◆ THE PROBLEM: Copy the following records verbatim, omitting every picture from your copy.

*** PROVIDED DATA

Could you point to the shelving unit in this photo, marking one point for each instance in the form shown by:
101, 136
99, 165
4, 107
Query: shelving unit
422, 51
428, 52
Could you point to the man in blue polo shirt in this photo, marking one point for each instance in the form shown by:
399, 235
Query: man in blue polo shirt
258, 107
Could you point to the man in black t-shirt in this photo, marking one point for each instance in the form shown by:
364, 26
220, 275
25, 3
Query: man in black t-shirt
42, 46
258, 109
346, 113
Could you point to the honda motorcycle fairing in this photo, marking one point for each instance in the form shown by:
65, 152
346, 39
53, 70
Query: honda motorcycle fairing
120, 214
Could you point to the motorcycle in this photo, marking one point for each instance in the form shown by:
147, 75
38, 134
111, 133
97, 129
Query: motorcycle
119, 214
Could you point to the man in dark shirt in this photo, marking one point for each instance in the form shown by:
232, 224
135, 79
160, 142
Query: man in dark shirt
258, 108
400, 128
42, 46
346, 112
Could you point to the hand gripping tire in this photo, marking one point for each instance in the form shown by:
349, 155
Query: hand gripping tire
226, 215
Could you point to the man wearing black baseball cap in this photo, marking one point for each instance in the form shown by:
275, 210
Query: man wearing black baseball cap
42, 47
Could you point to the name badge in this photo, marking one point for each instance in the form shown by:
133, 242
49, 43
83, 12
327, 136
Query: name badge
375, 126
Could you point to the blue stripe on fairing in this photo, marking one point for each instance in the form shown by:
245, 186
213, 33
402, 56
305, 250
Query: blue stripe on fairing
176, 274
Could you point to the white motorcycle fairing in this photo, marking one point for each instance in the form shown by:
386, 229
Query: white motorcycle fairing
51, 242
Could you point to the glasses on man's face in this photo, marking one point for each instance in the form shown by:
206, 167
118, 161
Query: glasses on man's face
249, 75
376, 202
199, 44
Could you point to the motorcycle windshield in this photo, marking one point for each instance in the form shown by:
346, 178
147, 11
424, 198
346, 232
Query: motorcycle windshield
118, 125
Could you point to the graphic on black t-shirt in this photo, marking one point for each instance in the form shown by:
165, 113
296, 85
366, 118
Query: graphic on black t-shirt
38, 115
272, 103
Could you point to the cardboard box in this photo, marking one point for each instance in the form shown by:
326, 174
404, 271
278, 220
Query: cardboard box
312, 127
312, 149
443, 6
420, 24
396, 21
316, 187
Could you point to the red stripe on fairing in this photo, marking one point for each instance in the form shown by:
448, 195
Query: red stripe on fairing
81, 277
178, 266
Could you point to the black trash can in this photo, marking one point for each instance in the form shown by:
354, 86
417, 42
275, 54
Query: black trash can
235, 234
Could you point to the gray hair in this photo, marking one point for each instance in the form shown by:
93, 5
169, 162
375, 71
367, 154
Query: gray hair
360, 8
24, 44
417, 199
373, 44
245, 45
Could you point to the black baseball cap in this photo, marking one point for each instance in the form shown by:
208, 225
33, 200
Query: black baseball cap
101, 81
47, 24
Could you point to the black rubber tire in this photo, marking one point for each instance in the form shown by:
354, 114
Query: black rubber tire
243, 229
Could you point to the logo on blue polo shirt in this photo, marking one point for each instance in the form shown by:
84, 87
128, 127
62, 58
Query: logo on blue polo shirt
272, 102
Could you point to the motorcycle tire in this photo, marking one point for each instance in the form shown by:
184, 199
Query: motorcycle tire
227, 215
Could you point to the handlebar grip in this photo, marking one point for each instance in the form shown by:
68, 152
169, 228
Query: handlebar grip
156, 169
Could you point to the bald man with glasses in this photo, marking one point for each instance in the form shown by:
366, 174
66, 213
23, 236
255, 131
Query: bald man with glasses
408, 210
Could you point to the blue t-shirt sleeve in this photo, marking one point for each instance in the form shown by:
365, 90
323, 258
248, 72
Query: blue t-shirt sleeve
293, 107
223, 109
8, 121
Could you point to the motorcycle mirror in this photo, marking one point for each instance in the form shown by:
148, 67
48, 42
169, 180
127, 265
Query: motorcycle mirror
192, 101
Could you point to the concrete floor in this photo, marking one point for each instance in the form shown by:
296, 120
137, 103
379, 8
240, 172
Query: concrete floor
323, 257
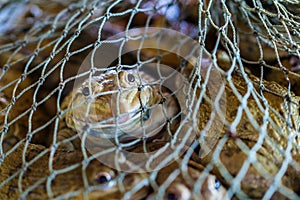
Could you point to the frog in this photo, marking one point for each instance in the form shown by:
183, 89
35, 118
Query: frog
72, 176
122, 104
183, 183
283, 105
16, 98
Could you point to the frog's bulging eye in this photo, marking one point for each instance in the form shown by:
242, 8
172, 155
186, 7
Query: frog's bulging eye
130, 78
86, 91
147, 115
217, 184
172, 196
103, 177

******

◆ OUTPUT:
Could you point to the shelving unit in this photo, marking one point for each instance in the form shown by:
101, 136
99, 165
4, 107
Query: shelving unit
422, 51
428, 52
Could you point to the man in blue polo shirt in this photo, marking one point for each instance in the form shown by:
399, 235
Query: man in blue polo shirt
258, 107
Could you point to the man in black t-shirt in this photo, marking one point for each instance in the form shown by:
364, 26
220, 275
25, 3
Query: man in black t-shirt
42, 46
258, 109
346, 113
Could you point to the honda motorcycle fairing in this photo, marking one point for each instance in the form shown by:
65, 152
346, 39
53, 70
Query: honda motorcycle fairing
120, 214
Could you point to the motorcycle in this photo, marking one point for each instance in the form shown by:
147, 75
38, 134
111, 133
97, 129
Query: motorcycle
119, 214
Could you point to the man in dark shirt in this photo, marking one point for each instance in the form shown by:
232, 224
135, 79
160, 142
Query: man in dark shirt
258, 108
400, 128
42, 46
346, 112
Could you point to the hand gripping tire in this photo, marking one point for each instance in the form shown by:
349, 155
Query: hand gripping tire
226, 215
Could you point to the man wearing black baseball cap in this photo, marking one point for each instance in the form shown by:
275, 210
Query: man wearing black baseball cap
42, 47
Could you point to the name badge in this photo, marking one point for each instance in the form shown by:
133, 242
49, 43
83, 12
327, 136
Query: name badge
375, 126
Could you point to the blue stripe on fairing in this photo, marking one point for each instance in the form shown by:
245, 186
213, 33
402, 56
305, 250
Query: blue stripe on fairing
176, 274
Could you point to the white motorcycle fairing in this photo, marking one point for each instance in the form shown by:
386, 229
Query: white motorcycle fairing
51, 242
Could you point to the glasses on man's face in this photo, marking one point for each instance in the form shown by:
206, 167
118, 161
Query: glasses on man's face
249, 75
376, 202
199, 44
Could you point to the motorcycle windshield in this photo, marking one point for each instance in the form shown by:
346, 178
147, 11
424, 198
346, 232
Query: motorcycle windshield
118, 125
Could you point to the graphic on black t-shirt in this photo, marking one point for each instance in the form shown by:
165, 113
296, 85
366, 118
Query: graphic on black t-shirt
38, 115
272, 103
Could you point to the cardboard box in this photo, marking one point for each instance in the form shown by:
326, 174
404, 271
278, 220
Query: cardboard box
312, 127
312, 149
443, 6
420, 24
396, 21
316, 187
Could you point to the red stripe on fairing in this photo, marking one point for each instance in the form shown by:
448, 195
Query: red stripe on fairing
81, 277
178, 266
Could you point to the black trash can in this photo, marking one point for each instance in the form shown by:
354, 86
417, 42
275, 54
Query: black trash can
235, 234
Could you point to the gray hair in this photo, marking one point for each instance in the form shown by:
93, 5
169, 162
375, 71
367, 154
Query: gray hair
360, 8
24, 44
417, 199
373, 44
245, 45
Could you point to the black baseball cap in this photo, marking one point for each instance in the form shown by:
208, 225
33, 200
Query: black baseball cap
101, 81
47, 24
Could you point to the black rubber tire in this photo, marking one point for each instance in the form shown by:
354, 114
Query: black rubber tire
243, 229
Could you point to the logo on blue polo shirt in this photo, marking one point for each instance in the form shown by:
84, 87
128, 127
62, 58
Query: logo on blue polo shirt
272, 102
Could you point to the motorcycle tire in this photo, marking one point for each instance in the form shown by:
184, 199
Query: motorcycle tire
227, 215
Could you point to the handlebar grip in this photo, marking one point for each instance in the form shown by:
68, 152
169, 228
Query: handlebar grip
156, 169
Could you point to the bald man with glasses in this photo, marking one point for each instance in the form shown by:
366, 174
66, 213
23, 236
255, 131
Query: bald man with glasses
408, 210
Could you point to the blue t-shirt sleeve in this photo, marking one point for each instance in the form shown by:
365, 90
323, 258
248, 72
Query: blue t-shirt sleeve
293, 107
223, 109
8, 121
Could you point to the motorcycle mirror in this photo, marking one point for each instance in the form shown by:
148, 67
48, 42
169, 180
127, 265
Query: motorcycle mirror
192, 101
Could you point to the concrete floor in this photo, marking one point for each instance in the form shown by:
296, 120
137, 103
379, 8
240, 172
Query: concrete floor
323, 257
Could you point to the frog in this photo, marking one point for each instance in the form shown by:
183, 89
35, 118
Query: frog
72, 176
122, 104
183, 183
283, 105
16, 98
Could you point to the frog's bulging eye in this photo, marking one point for each instance in the form shown by:
242, 8
172, 155
186, 7
Query: frog's bulging eye
130, 78
86, 91
147, 115
217, 184
172, 196
103, 177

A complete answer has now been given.